Material —
════════════════
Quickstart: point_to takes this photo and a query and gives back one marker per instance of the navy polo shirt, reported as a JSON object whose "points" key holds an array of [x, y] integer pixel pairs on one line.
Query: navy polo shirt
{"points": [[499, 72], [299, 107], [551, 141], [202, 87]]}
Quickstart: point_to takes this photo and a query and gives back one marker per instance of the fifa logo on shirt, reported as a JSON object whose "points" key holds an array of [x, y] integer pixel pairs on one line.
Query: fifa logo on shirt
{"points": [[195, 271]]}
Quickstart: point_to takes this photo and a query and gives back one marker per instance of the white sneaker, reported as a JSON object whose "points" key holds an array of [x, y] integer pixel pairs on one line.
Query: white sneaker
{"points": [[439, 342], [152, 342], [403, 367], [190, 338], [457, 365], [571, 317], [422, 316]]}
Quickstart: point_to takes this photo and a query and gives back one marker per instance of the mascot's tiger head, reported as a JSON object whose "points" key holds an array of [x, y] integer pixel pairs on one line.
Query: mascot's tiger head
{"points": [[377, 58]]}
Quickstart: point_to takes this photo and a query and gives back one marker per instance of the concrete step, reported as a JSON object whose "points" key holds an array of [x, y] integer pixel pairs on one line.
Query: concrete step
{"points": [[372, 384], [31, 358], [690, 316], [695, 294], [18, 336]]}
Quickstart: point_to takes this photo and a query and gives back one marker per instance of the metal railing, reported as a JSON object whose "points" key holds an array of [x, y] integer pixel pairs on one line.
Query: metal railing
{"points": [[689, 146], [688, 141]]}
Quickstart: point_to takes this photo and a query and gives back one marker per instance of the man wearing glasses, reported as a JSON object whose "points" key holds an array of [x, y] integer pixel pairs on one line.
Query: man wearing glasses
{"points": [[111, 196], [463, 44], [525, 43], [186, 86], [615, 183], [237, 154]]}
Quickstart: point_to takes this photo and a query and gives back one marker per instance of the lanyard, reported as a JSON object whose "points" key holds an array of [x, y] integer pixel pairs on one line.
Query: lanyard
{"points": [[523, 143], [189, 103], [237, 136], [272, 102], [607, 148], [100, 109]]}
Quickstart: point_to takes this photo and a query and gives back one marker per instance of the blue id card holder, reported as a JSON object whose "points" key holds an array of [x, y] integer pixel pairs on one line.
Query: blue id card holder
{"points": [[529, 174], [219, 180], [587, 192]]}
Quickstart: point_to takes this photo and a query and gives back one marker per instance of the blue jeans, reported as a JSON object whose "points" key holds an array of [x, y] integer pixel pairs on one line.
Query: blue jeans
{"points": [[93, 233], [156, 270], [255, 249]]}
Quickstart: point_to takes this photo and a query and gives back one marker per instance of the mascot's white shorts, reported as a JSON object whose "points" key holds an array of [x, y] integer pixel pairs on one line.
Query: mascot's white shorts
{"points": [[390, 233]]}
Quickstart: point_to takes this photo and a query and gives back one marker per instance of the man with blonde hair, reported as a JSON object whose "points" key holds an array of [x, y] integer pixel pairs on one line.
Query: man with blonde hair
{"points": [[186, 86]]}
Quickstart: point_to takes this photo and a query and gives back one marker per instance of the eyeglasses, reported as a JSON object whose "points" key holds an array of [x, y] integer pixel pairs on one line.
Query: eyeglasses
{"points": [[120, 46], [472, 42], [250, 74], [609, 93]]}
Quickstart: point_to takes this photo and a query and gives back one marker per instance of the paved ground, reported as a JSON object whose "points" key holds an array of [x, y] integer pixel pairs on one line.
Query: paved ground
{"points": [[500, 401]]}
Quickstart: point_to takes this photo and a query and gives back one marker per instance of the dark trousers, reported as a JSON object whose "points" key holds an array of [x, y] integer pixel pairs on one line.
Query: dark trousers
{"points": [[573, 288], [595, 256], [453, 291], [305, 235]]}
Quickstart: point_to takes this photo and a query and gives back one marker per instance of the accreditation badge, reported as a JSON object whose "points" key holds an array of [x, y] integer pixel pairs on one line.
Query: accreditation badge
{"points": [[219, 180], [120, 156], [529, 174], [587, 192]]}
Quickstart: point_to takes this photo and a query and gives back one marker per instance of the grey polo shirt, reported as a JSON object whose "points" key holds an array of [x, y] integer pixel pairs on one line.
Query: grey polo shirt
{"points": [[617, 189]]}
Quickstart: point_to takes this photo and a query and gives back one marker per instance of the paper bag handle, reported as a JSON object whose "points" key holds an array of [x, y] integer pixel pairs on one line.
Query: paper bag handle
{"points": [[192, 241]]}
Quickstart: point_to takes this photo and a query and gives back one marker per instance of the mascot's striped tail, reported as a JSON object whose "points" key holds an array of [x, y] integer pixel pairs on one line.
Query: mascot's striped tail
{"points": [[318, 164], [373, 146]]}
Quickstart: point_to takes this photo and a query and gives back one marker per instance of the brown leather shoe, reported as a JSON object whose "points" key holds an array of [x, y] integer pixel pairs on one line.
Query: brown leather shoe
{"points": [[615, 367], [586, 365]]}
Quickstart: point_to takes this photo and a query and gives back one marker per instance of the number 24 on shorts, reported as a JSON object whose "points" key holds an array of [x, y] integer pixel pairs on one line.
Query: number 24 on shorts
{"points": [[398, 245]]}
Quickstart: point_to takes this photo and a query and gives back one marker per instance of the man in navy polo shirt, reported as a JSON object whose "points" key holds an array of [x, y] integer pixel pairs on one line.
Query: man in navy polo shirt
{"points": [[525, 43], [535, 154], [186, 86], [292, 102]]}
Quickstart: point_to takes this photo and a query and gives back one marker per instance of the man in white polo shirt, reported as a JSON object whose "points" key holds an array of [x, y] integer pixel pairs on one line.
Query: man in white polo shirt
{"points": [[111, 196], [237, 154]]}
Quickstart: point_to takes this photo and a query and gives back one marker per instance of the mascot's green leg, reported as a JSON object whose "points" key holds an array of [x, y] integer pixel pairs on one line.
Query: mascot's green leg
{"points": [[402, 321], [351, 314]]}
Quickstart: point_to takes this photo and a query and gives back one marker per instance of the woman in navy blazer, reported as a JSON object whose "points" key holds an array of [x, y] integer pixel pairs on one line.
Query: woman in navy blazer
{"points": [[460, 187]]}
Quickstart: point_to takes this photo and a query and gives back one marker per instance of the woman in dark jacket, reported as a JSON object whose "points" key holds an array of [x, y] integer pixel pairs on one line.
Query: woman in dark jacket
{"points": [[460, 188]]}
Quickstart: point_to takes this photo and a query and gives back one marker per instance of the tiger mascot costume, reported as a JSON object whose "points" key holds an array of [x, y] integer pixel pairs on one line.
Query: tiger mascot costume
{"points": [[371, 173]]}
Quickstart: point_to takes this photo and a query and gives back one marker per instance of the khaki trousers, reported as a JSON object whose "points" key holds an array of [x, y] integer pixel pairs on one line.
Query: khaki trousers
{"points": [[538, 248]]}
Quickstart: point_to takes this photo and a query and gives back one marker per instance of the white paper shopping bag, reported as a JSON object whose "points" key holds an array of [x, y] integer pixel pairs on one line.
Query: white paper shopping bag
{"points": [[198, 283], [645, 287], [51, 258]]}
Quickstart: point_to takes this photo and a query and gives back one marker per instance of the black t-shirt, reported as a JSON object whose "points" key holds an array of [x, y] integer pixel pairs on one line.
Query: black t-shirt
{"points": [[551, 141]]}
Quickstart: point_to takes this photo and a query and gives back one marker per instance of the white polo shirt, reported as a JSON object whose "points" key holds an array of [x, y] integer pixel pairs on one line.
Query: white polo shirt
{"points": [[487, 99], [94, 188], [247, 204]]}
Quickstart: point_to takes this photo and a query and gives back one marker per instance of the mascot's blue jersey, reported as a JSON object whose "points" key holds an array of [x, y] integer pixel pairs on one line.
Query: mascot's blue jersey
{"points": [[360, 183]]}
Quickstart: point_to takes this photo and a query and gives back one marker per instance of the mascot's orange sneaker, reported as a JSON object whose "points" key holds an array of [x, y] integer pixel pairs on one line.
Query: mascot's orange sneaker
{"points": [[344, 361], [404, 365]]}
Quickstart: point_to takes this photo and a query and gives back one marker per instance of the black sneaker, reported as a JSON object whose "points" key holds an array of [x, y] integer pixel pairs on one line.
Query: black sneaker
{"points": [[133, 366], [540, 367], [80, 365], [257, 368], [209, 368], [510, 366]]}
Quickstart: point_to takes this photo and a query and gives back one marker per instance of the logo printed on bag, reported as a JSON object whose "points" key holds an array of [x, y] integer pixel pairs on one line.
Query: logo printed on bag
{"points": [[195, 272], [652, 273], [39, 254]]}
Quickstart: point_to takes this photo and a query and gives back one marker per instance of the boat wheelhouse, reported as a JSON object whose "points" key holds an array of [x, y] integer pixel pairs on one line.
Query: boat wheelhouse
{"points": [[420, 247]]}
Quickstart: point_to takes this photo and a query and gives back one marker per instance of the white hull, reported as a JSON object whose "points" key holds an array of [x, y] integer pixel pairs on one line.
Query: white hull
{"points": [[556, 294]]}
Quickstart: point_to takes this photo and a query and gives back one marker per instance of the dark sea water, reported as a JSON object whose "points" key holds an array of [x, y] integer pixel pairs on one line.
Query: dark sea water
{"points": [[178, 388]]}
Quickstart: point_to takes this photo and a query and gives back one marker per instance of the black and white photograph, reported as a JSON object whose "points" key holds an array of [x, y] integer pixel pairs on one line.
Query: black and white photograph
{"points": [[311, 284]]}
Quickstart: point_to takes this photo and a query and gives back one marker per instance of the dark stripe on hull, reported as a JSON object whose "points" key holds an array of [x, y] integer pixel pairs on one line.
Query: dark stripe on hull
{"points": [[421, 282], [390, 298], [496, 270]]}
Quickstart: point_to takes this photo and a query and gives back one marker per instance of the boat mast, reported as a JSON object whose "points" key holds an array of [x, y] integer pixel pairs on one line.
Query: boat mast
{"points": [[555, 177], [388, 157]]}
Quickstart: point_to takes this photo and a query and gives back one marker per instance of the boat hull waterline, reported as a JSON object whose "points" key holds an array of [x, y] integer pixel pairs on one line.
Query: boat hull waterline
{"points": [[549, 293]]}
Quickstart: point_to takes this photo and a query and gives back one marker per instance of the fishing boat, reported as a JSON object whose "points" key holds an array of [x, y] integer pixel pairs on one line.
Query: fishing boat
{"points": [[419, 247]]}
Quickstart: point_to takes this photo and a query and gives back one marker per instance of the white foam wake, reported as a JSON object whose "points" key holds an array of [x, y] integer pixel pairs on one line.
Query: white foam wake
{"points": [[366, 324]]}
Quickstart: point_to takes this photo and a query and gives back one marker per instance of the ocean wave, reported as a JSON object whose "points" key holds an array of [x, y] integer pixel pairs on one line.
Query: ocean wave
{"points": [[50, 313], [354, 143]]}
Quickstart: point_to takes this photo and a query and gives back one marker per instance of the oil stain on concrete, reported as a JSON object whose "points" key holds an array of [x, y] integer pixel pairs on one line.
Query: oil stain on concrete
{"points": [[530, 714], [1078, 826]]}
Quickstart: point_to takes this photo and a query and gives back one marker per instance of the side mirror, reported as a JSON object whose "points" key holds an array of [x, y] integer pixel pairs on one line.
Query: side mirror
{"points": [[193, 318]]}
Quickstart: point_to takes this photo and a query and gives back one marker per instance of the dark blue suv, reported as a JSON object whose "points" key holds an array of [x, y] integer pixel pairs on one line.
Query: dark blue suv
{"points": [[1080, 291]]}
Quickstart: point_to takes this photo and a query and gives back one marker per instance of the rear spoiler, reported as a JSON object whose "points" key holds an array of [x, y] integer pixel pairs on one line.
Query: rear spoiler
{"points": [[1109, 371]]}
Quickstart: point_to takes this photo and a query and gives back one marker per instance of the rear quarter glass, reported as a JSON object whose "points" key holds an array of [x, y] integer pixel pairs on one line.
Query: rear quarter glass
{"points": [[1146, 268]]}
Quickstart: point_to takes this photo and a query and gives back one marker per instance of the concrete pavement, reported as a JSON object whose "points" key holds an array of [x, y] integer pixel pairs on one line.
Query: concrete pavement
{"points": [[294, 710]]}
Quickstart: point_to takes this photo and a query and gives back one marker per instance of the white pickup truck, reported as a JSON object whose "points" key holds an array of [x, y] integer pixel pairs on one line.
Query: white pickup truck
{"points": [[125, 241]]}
════════════════
Objective — Copy the material from the first line containing "concrete pavement, reported" through the end of the material, swapping "pickup truck" for "delivery van" and changing nothing else.

Task result —
Quickstart: point_to takes this photo and a query and gives back one marker per instance of the concrete pavement, reported as a JSON object whose "points" key holds an array of [x, y] integer pixel pairs on one line.
Query: concrete pavement
{"points": [[294, 710]]}
Quickstart: point_to takes this photo and a query and gives back one marker per instance of the white delivery van, reported as a JSON object whose "points" key holds an array of [x, y] integer pixel pairs on one line.
Query: white delivery van
{"points": [[125, 241]]}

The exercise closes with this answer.